▶ [Selected excerpt]:

=======

The Bill & Melinda Gates Foundation has committed $2.5 billion towards accelerating research and development (R&D) in women’s health, a bold investment aimed at transforming care for millions of women, particularly in low- and middle-income countries.
Announced in a statement on Monday, the funding will be disbursed through 2030 and directed toward over 40 innovations targeting five long-neglected areas of women’s health. These include maternal and menstrual health, gynaecological conditions, sexual health, and contraceptive development.
According to the foundation, women’s health continues to suffer from chronic underfunding, especially in areas unrelated to cancer. A 2021 McKinsey & Company report cited by the foundation revealed that only 1% of global healthcare R&D is allocated to female-specific conditions outside oncology.
Common conditions such as preeclampsia, gestational diabetes, endometriosis, heavy menstrual bleeding, and menopause—which collectively affect hundreds of millions of women—remain drastically under-researched and misunderstood, leading to delays in diagnosis and inadequate treatment options.
“For too long, women have suffered from health conditions that are misunderstood, misdiagnosed, or ignored,” said Dr Anita Zaidi, President of the Foundation’s Gender Equality Division.
“We want this investment to spark a new era of women-centred innovation—one where women’s lives, bodies, and voices are prioritised in health R&D. This is the largest investment we’ve ever made in this area, but it’s only a starting point.”
The initiative, the foundation said, reflects years of direct engagement with women in underserved communities, where systemic gaps in medical training, diagnostics, and treatment options continue to cause preventable suffering and death.

=======

▶ [Problem 1]: From the article about the women's health funding, reproduce the passage starting at "Common conditions such" and ending at "inadequate treatment options.".
▶ [Problem 2]:
Answer these questions from the article about the women's health funding:
(a) Through what year will the funding be disbursed?
(b) According to the 2021 McKinsey & Company report, what share of global healthcare R&D goes to female-specific conditions outside oncology?
(c) What position does Dr Anita Zaidi hold?
Rely only on the article about the women's health funding.

=======

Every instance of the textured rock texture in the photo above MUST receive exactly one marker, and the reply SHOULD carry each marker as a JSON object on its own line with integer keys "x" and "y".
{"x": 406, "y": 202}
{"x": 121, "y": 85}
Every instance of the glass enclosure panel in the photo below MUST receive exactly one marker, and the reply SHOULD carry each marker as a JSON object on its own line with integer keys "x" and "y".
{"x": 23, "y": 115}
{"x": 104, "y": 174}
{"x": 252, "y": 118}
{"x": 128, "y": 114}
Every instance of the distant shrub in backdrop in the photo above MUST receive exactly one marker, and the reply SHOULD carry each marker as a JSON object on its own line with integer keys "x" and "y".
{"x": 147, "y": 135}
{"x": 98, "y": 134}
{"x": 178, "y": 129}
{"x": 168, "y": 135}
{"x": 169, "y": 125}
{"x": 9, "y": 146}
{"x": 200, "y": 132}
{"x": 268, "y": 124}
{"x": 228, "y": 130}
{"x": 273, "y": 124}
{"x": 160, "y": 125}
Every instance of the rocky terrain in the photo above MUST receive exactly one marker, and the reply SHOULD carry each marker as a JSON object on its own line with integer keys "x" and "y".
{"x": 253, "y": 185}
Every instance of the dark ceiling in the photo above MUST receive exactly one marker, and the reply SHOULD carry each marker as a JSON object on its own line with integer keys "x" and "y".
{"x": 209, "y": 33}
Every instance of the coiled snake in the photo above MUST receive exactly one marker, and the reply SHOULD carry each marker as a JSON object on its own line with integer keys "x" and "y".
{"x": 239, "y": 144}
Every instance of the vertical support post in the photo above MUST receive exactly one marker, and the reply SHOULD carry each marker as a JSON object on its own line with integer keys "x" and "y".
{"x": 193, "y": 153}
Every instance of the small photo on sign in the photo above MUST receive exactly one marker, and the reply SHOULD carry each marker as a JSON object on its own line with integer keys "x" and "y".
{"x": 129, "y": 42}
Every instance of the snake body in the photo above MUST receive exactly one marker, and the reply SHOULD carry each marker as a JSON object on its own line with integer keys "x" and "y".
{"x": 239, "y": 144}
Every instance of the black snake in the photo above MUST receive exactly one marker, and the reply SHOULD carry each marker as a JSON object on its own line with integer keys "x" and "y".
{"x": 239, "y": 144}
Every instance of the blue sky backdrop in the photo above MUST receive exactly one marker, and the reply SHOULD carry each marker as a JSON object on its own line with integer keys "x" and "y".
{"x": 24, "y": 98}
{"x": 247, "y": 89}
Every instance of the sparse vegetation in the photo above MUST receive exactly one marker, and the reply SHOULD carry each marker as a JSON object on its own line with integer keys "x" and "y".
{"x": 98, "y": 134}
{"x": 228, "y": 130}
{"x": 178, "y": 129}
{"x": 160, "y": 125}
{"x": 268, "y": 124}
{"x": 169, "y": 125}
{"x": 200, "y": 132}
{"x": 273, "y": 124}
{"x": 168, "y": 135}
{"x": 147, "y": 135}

=======

▶ [Written reply 1]:
Common conditions such as preeclampsia, gestational diabetes, endometriosis, heavy menstrual bleeding, and menopause—which collectively affect hundreds of millions of women—remain drastically under-researched and misunderstood, leading to delays in diagnosis and inadequate treatment options.

▶ [Written reply 2]:
(a) 2030
(b) 1%
(c) President of the Foundation's Gender Equality Division